Task brief - Reproduce the data exactly.
━━━━
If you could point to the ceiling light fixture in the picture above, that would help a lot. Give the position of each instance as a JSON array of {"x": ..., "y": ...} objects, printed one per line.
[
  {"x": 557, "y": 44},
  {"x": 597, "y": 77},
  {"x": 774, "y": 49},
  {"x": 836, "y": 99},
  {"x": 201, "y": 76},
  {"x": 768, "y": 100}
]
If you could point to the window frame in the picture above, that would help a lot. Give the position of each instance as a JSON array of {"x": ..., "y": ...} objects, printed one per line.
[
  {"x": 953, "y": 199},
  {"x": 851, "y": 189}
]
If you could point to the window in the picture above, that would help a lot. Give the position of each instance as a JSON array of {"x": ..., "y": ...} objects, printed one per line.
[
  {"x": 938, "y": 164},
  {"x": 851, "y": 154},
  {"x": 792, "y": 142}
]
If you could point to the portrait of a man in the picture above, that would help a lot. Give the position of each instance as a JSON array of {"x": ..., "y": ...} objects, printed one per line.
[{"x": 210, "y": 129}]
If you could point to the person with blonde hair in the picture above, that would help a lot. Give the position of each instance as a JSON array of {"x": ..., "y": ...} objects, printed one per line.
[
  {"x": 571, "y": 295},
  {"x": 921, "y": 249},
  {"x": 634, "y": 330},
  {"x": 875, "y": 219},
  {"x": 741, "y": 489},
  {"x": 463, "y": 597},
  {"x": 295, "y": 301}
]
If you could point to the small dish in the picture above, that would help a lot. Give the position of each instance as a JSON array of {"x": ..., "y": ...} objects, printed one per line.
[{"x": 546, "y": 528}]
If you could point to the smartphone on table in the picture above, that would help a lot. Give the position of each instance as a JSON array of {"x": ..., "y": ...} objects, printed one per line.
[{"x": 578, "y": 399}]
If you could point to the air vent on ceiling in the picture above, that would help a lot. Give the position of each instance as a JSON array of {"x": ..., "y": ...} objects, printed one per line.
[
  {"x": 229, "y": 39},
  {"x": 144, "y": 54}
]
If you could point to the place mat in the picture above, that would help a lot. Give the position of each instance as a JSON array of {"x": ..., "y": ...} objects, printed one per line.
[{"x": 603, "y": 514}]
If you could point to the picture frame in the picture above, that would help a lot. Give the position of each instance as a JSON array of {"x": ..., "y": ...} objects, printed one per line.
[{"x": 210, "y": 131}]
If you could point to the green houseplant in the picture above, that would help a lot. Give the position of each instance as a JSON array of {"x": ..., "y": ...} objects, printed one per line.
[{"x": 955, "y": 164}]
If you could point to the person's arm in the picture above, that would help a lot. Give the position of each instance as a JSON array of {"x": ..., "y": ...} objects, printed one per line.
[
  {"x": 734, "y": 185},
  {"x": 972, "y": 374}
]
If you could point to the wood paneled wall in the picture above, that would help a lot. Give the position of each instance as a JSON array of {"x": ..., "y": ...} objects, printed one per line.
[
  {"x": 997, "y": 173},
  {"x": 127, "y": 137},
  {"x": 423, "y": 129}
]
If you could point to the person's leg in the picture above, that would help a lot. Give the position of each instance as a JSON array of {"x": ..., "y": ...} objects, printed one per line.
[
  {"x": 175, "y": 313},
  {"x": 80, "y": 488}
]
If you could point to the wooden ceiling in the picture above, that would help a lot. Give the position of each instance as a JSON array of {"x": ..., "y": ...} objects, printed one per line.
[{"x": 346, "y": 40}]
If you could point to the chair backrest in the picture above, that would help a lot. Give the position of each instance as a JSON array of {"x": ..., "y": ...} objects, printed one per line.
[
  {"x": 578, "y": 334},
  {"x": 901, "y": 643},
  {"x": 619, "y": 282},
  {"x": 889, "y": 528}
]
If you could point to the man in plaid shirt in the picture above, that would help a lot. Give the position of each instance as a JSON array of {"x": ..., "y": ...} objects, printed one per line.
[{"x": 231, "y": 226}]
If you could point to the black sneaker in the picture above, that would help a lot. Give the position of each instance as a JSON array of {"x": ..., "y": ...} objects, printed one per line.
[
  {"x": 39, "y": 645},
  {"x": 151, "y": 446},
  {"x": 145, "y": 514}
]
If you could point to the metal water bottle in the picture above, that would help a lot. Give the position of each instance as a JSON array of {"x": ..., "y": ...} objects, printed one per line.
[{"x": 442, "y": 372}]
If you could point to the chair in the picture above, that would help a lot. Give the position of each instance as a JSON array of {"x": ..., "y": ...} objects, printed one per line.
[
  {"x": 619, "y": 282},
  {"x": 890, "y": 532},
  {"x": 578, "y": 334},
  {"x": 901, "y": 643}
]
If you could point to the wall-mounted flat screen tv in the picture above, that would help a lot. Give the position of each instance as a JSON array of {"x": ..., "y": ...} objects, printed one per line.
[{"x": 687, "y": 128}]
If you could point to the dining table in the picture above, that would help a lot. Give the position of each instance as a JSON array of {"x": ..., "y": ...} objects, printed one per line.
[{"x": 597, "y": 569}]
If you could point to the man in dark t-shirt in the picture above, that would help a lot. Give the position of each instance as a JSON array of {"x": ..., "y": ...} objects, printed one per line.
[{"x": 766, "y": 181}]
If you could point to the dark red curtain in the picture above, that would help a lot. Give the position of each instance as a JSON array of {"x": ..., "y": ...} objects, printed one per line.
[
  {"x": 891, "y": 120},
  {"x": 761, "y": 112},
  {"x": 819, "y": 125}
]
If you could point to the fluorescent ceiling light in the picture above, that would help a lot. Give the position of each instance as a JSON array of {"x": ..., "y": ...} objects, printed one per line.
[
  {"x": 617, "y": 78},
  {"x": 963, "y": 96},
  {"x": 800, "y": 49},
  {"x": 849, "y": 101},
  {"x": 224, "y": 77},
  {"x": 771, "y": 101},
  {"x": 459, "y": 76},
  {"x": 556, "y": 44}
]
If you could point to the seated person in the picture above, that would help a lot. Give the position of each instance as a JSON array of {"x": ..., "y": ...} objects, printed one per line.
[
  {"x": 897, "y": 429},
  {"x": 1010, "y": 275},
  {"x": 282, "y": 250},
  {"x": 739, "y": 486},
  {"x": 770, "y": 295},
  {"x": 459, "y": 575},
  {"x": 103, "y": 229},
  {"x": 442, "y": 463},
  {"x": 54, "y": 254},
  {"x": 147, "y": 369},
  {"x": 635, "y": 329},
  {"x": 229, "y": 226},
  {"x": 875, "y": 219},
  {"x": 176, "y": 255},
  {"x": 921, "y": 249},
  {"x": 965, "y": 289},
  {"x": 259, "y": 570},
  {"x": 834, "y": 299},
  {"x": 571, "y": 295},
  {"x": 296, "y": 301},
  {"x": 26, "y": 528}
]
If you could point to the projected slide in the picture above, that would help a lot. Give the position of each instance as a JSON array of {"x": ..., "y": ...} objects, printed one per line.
━━━━
Full output -
If you could point to the ceiling light fixture in the picture above, that would help a lot. Give the position of each instance as a JSON array of {"x": ..., "y": ...} objects, printed one per line.
[
  {"x": 557, "y": 44},
  {"x": 597, "y": 77},
  {"x": 774, "y": 49},
  {"x": 836, "y": 99},
  {"x": 201, "y": 76},
  {"x": 768, "y": 100}
]
If you could point to the window frame in the picture above, that would help a lot. Give the position of each instance as a JSON array of {"x": ..., "y": ...} objects, printed one per line.
[
  {"x": 953, "y": 199},
  {"x": 851, "y": 189}
]
If you could point to the window in the picture above, that would help a lot. Give the position of each instance as a JSON array of {"x": ..., "y": ...} objects, printed one per line.
[
  {"x": 938, "y": 164},
  {"x": 851, "y": 154},
  {"x": 792, "y": 142}
]
If you could point to the portrait of a man in the picture above, that would help a lot. Give the position of each instance as a JSON array of {"x": ..., "y": ...} objects, printed one per line.
[{"x": 210, "y": 129}]
If you could point to the person with blonde hair in the picture above, that would help a lot. Give the position of each instance as a JSON array of {"x": ..., "y": ...} objects, printed one per line.
[
  {"x": 571, "y": 295},
  {"x": 921, "y": 249},
  {"x": 634, "y": 330},
  {"x": 875, "y": 219},
  {"x": 741, "y": 489},
  {"x": 463, "y": 597},
  {"x": 295, "y": 301}
]
If you could point to the small dish in the picture above, that would help a lot. Give the position of each instance as a JSON array of {"x": ..., "y": ...} objects, printed one per line.
[{"x": 546, "y": 528}]
If you could point to the smartphone on table in the picture above, that would help a lot. Give the position of each instance as a JSON array of {"x": ..., "y": ...} objects, printed one per line.
[{"x": 578, "y": 399}]
If you could point to the air vent on ceiling in the picture above, that would help a lot. Give the position of each instance as a JSON array of {"x": ..., "y": ...} objects, printed one per line.
[
  {"x": 229, "y": 39},
  {"x": 144, "y": 54}
]
If you could point to the place mat in the picture above, that would help a lot. Give the position of each instance as a JSON array of {"x": ..., "y": ...} objects, printed one per line.
[{"x": 603, "y": 514}]
If you could point to the picture frame in the picture above, that would help a lot. Give the position of each instance as a JSON array of {"x": ..., "y": ...} objects, printed one per line.
[{"x": 210, "y": 131}]
If you could point to the green houseplant in the picture above, that would help a lot. Give the position of each instance as a JSON array of {"x": ..., "y": ...} objects, printed one per line.
[{"x": 955, "y": 164}]
If you could point to the person's arm in the picture above, that would help a lot. Give the position of each instance as a JSON array of {"x": ..., "y": ...} objects, printed one per line.
[
  {"x": 734, "y": 185},
  {"x": 972, "y": 374}
]
If you could point to the wood paneled wall in the picture above, that would help a lot. Give the position of each instance as a JSON array of {"x": ..., "y": ...} objects, printed one per line.
[
  {"x": 997, "y": 173},
  {"x": 127, "y": 137},
  {"x": 423, "y": 129}
]
If you could point to the person's leg in the picture above, that would help a lot. Give the position of each instance as a JSON array of {"x": ..., "y": ...} objects, printed one per line.
[
  {"x": 175, "y": 313},
  {"x": 80, "y": 488}
]
If you could point to the wooden ceiling in the picture above, that would help a lot. Give the position of each instance as a JSON array of {"x": ..., "y": ...} objects, printed one per line.
[{"x": 346, "y": 40}]
If you could point to the chair backrest in the picture above, that would help a lot. Give the position of each instance as a JSON array of {"x": ..., "y": ...} objects, printed one per line.
[
  {"x": 578, "y": 334},
  {"x": 901, "y": 643},
  {"x": 619, "y": 282},
  {"x": 889, "y": 528}
]
If you could point to the man in plaid shirt in the picture above, that would help a lot. Give the position of each instance as a JSON array of {"x": ..., "y": ...} objects, printed one per line.
[{"x": 231, "y": 226}]
If you could point to the black sneaker in the picture above, that would help a lot. Give the position of each instance as a JSON array of {"x": ..., "y": ...} objects, printed one per line.
[
  {"x": 39, "y": 645},
  {"x": 151, "y": 446},
  {"x": 145, "y": 514}
]
If you could point to the metal water bottle in the picture above, that would help a lot. Give the position of each instance as a JSON array of {"x": ..., "y": ...} objects, printed one per line.
[{"x": 442, "y": 372}]
If you could point to the chair in the picture above, that would help a lot. Give the position of each instance as a JSON array of {"x": ..., "y": ...} objects, printed one per line.
[
  {"x": 619, "y": 282},
  {"x": 890, "y": 532},
  {"x": 578, "y": 334},
  {"x": 901, "y": 643}
]
If you could point to the wall-mounted flat screen tv in the picture above, that would help a lot. Give the position of each instance as a JSON array of {"x": ..., "y": ...} objects, printed one per line.
[{"x": 687, "y": 128}]
If you could point to the dining table in the picture above, that would help a lot. Give the position of each instance as a JSON array of {"x": ..., "y": ...} objects, printed one per line.
[{"x": 597, "y": 569}]
If you could point to the man in dark t-shirt in the picture above, that would help a lot. Give the position of each instance as a JSON array of {"x": ..., "y": ...} objects, printed one per line.
[{"x": 766, "y": 181}]
If you could point to the dark red curtain in the picture above, that would help a lot. Give the position of each instance as a JSON array of {"x": ..., "y": ...} objects, printed one per line.
[
  {"x": 891, "y": 120},
  {"x": 761, "y": 112},
  {"x": 819, "y": 125}
]
If you could point to the fluorescent ceiling light in the picture above, that would help a lot. Give the position of each instance as a JSON array of {"x": ..., "y": ...} objects, printed one per line.
[
  {"x": 617, "y": 78},
  {"x": 963, "y": 96},
  {"x": 800, "y": 49},
  {"x": 849, "y": 101},
  {"x": 224, "y": 77},
  {"x": 771, "y": 101},
  {"x": 459, "y": 76},
  {"x": 556, "y": 44}
]
If you could point to the seated person in the picture above, that would help a lot. Give the position of each instance as a JSON array of {"x": ..., "y": ...} objects, printed one per line.
[
  {"x": 897, "y": 429},
  {"x": 1010, "y": 275},
  {"x": 282, "y": 250},
  {"x": 739, "y": 486},
  {"x": 770, "y": 295},
  {"x": 459, "y": 575},
  {"x": 103, "y": 229},
  {"x": 442, "y": 463},
  {"x": 54, "y": 254},
  {"x": 147, "y": 369},
  {"x": 635, "y": 329},
  {"x": 229, "y": 226},
  {"x": 875, "y": 219},
  {"x": 176, "y": 255},
  {"x": 921, "y": 249},
  {"x": 965, "y": 289},
  {"x": 259, "y": 570},
  {"x": 834, "y": 299},
  {"x": 571, "y": 295},
  {"x": 296, "y": 301},
  {"x": 26, "y": 528}
]
If you could point to the projected slide in the picture above, that would help a lot. Give the position of each instance as a JSON array of {"x": ..., "y": ...} objects, printed one per line.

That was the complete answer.